=== EXTRACTED TEXT ===

Figure 1. Recipient’s common iliac artery anastomosis to the donor jump-graft to the GDA and the pancreas mesenteric artery.

Figure 2. CT angiogram with 3D reconstructions of the arterial supply to the pancreas graft.

after 24 months.

2. Discussion

The arterial supply to the pancreas is dual, from the celiac trunk and from the superior mesenteric artery [1]. The head of the pancreas irrigation is complex; the GDA out of the celiac trunk splits into the anterior and posterior superior pancreatoduodenal arteries. The first branch from the superior mesenteric artery (SMA) is the IPDA, giving anterior and posterior branches and joining the ones from the GDA, creating the anterior and posterior arcades. The splenic artery and its main branch, the dorsal pancreatic artery, run through the body and tail of the pancreas. Usually collaterals to the head arcades are seen from the dorsal pancreatic artery to the anterior arcade. During a multiorgan retrieval, the celiac trunk is preserved with the liver graft, so the GDA is ligated and the splenic artery is transected at its take off, to be later reconstructed. The IPDA constitutes the main inflow to the pancreatic head and duodenum; it normally takes off within the pancreatic portion of the SMA, in the first 2 cm of the artery. Sometimes the IPDA might be higher taking off from the first jejunal branch or the mesenteric portion of the SMA; during the retrieval, the intestinal mesentery is ligated and sectioned at the root, a high raising IPDA could be transected inadvertently at the procurement surgery.

=== STORED DATA ===

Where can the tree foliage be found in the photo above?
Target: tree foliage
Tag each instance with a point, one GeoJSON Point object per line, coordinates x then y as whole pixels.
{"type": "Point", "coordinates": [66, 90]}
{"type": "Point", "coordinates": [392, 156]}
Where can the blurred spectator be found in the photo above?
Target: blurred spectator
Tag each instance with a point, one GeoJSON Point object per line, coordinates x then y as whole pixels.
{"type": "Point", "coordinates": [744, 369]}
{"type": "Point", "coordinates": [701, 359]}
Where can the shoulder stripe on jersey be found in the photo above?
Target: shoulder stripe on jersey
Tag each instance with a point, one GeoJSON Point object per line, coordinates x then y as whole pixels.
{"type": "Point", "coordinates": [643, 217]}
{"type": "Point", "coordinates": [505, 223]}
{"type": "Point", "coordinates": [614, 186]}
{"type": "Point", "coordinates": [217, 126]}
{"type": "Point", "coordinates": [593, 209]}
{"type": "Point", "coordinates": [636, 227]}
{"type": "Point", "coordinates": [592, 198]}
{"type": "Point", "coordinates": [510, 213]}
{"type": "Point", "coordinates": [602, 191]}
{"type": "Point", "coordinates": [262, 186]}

===

**EXERCISE GOAL:**
Rewrite the passage on pancreas graft arterial supply from "Figure 1. Recipient’s" to "the pancreas graft.", substituting "extension graft" for "jump-graft".

**REPLY TO THE TASK:**
Figure 1. Recipient’s common iliac artery anastomosis to the donor extension graft to the GDA and the pancreas mesenteric artery.

Figure 2. CT angiogram with 3D reconstructions of the arterial supply to the pancreas graft.